EXERCISE DATA:
%%

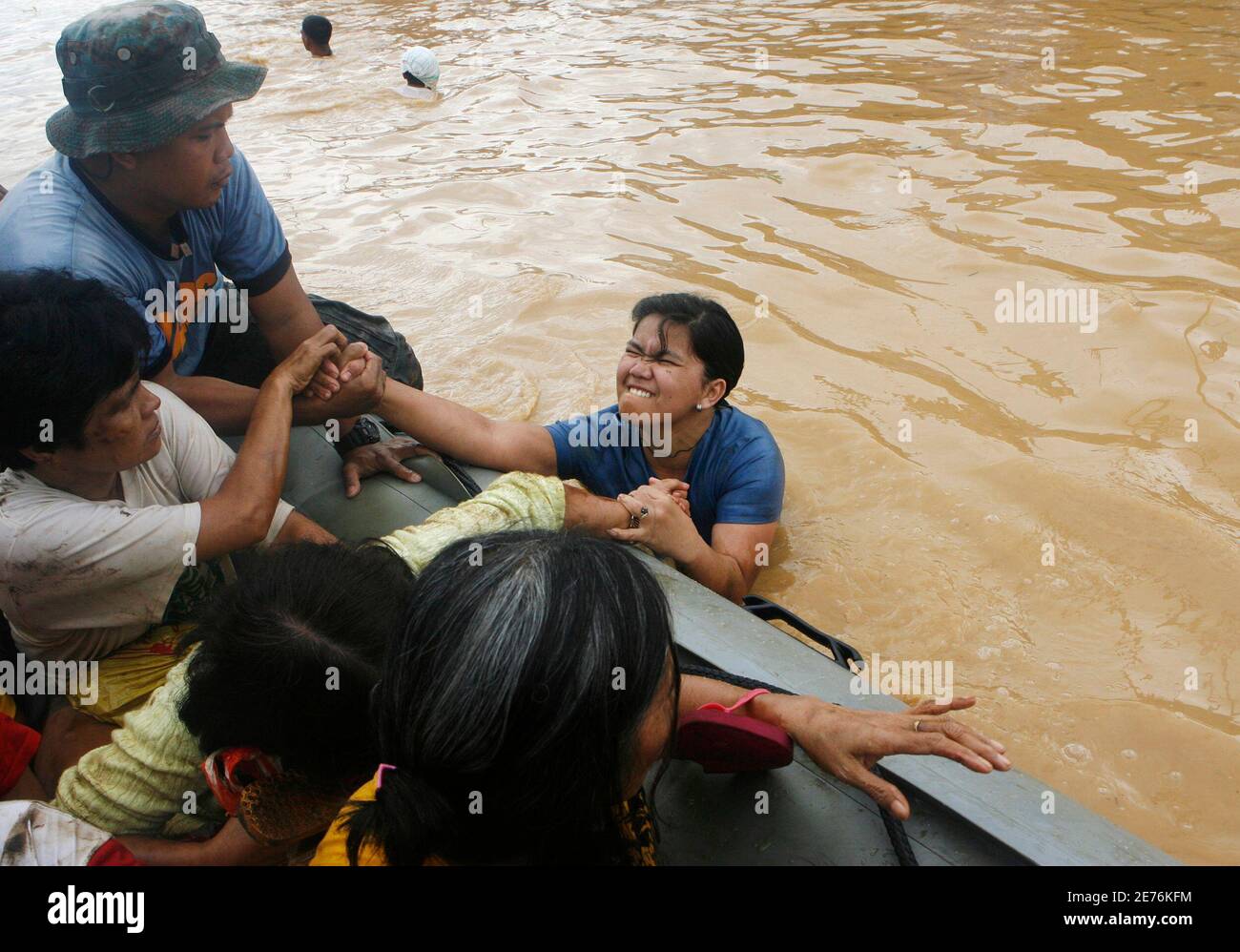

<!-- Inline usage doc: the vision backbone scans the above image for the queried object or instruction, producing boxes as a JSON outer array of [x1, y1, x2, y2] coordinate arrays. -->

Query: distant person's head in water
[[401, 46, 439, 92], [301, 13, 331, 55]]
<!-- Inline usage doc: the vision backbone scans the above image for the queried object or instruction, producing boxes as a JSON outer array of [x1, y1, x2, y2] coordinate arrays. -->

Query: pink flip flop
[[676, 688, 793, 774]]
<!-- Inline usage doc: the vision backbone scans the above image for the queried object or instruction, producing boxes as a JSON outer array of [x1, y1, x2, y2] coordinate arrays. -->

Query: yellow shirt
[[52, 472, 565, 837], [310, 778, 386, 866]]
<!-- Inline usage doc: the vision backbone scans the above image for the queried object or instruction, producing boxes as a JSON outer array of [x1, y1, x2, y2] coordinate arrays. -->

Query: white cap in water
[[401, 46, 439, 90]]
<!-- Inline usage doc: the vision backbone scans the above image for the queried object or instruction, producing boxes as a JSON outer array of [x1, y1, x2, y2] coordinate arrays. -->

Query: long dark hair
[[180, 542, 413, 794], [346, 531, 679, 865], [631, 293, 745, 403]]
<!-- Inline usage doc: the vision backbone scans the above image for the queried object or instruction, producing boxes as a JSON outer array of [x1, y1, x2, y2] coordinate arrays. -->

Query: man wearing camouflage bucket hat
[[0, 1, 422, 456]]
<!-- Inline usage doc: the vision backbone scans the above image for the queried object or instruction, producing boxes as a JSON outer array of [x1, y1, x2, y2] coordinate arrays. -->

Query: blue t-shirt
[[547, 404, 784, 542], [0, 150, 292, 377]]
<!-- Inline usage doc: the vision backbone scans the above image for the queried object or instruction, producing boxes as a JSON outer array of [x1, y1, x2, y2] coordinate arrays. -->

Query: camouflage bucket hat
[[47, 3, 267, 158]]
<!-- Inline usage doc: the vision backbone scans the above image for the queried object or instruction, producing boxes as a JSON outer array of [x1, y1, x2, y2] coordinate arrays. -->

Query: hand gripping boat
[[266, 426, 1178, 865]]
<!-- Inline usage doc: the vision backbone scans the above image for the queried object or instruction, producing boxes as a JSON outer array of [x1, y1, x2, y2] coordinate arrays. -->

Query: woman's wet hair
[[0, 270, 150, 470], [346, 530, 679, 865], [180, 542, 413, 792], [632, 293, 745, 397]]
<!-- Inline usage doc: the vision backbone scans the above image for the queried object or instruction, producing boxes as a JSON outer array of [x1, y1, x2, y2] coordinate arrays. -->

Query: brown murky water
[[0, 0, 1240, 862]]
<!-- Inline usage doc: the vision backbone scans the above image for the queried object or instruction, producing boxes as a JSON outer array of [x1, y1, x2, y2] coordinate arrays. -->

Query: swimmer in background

%%

DO THIS: Swap "camouflage bucket hat" for "straw sun hat" wherever it occurs in the listing above and write the listing out again with nothing else changed. Omit the pictures.

WRITTEN SOLUTION:
<!-- Inline usage doc: the vision backbone scans the above image for the queried object or instruction, producing boxes as a JSON outer array of [x1, y1, x2, y2] coordinate arrays. -->

Query: distant person's head in water
[[401, 46, 439, 92], [301, 13, 331, 55]]
<!-- Inline usage doc: the vision backbone scans the above image for the queried object or instruction, producing boxes as a JSON outer array of [x1, y1, x2, y2] coordinate arrays. -->

Query: pink flip flop
[[676, 688, 793, 774]]
<!-- Inline usage doc: the vision backbone scans the above image for the queried object or instruction, producing boxes as a JSON outer array of [x1, y1, x2, y2] coordinate arrays. -->

Query: yellow shirt
[[52, 472, 565, 837], [310, 778, 386, 866]]
<!-- Inline usage doc: the vision backbone scans the above image for the queried object or instruction, producing boxes as a JSON outer array of [x1, y1, x2, y2] coordinate arrays. -->

Query: white cap in water
[[401, 46, 439, 90]]
<!-- Inline usage doc: the vision backbone scans the above image for the queried object or instruction, producing boxes as a JSON outer array of [x1, y1, x2, y2] coordinate arrays. -->

Query: long dark hair
[[180, 542, 413, 794], [346, 531, 679, 865], [631, 293, 745, 403]]
<!-- Inline usage doc: the vision backbone scans the above image for the queried object or instruction, producing boxes as a JSON outer array of [x1, y1, x2, y2] coordinate arrays. -->

Query: man wearing straw sun hat
[[0, 1, 422, 456]]
<!-- Inline usage doc: the vision backbone scans the above image for the queried object or instruction, producing boxes as a JSON outer array of [x1, y1, x2, y2] coordinate arrays. -->

Query: blue t-shirt
[[547, 404, 784, 542], [0, 150, 292, 377]]
<!-- Inline usage doc: the vision backbone scans the above image for the queried object or instruction, producing boxes as a JSON outer array of [x1, y1, x2, y2] coordinate arrays. -->

Query: straw sun hat
[[47, 3, 267, 158]]
<!-- Inline usage doc: the vision backbone scans the above image for the queried object or instruction, producing boxes as a JSON outer array of [x1, y1, x2, y2] coordinate arrays. -->

Query: hand gripping boat
[[266, 426, 1178, 865]]
<!-- Inline usage doc: the vision backbone scans the above image for the queried object or instruction, producing boxes as a JSON outer array of [x1, y1, x2, y2] coordinate arrays. -->

Query: woman's wet hair
[[0, 270, 150, 470], [346, 530, 679, 865], [180, 542, 413, 792], [632, 293, 745, 397]]
<!-- Inline usage doc: the vision backbone scans the above image for the queried object or instruction, producing boxes as a JSON outer array of [x1, y1, x2, y2] coordinate arrays. -->

Query: brown murky water
[[0, 0, 1240, 862]]
<!-- Inline usage doc: the vision backbone scans the above image for the queried object or instruction, producing boxes as a JSON outer array of [x1, y1, x2, y2] coordinate arrays. -->

Query: swimmer in background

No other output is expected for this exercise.